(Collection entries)
========

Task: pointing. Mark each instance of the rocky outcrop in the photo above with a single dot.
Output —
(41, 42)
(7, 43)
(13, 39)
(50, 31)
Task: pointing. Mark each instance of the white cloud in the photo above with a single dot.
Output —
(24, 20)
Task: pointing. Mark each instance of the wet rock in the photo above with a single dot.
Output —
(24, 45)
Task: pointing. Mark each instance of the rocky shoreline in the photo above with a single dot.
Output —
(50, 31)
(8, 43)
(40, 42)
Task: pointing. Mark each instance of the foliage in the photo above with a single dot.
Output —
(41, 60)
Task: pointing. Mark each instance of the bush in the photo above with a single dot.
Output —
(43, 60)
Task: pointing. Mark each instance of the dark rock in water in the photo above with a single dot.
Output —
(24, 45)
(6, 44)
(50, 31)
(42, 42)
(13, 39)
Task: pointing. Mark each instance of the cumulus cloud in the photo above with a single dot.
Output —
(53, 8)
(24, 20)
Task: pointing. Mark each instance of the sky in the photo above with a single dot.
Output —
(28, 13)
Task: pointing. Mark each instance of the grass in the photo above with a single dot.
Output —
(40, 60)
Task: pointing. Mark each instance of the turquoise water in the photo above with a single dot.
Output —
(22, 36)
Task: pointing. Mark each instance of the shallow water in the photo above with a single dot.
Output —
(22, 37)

========

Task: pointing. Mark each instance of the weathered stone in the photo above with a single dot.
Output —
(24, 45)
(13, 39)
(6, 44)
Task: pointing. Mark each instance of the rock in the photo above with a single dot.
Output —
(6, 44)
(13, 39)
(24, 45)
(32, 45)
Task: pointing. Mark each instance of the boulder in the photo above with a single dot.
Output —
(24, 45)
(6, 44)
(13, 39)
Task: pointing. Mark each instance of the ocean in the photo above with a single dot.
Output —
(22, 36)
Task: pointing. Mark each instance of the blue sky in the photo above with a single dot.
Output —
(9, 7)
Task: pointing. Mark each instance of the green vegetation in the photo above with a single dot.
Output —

========

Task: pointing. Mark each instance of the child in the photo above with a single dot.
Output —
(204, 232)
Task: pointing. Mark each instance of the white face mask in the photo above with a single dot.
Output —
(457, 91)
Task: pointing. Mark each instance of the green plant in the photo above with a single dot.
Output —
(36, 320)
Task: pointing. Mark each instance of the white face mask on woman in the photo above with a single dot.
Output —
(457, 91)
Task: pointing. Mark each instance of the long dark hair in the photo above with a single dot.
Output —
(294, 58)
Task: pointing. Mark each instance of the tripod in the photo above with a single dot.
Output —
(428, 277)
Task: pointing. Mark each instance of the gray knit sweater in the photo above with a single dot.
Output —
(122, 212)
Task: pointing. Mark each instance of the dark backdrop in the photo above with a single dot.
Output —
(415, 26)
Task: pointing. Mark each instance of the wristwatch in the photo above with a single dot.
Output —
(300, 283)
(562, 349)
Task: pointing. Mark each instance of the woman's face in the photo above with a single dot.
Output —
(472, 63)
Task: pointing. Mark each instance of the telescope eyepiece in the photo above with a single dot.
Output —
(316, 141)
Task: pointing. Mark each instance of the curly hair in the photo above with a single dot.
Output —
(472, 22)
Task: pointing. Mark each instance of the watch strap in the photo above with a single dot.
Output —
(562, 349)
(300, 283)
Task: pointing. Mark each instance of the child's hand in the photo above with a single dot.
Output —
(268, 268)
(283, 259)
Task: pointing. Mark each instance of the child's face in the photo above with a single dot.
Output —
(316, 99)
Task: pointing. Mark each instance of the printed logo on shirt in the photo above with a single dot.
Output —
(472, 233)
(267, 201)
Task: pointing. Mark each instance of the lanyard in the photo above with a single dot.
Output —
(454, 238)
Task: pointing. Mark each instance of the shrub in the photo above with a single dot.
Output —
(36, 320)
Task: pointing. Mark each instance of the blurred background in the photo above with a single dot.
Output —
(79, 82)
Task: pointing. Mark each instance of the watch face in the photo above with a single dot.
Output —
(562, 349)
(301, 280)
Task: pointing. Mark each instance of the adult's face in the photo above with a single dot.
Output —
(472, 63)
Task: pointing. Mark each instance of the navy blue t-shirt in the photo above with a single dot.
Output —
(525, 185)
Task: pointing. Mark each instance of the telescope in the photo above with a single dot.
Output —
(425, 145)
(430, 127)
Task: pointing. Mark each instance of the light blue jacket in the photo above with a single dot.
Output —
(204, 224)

========

• **Activity**:
Provide only the count of lines in the records above that hold the word "child".

• **Result of the exercise**:
3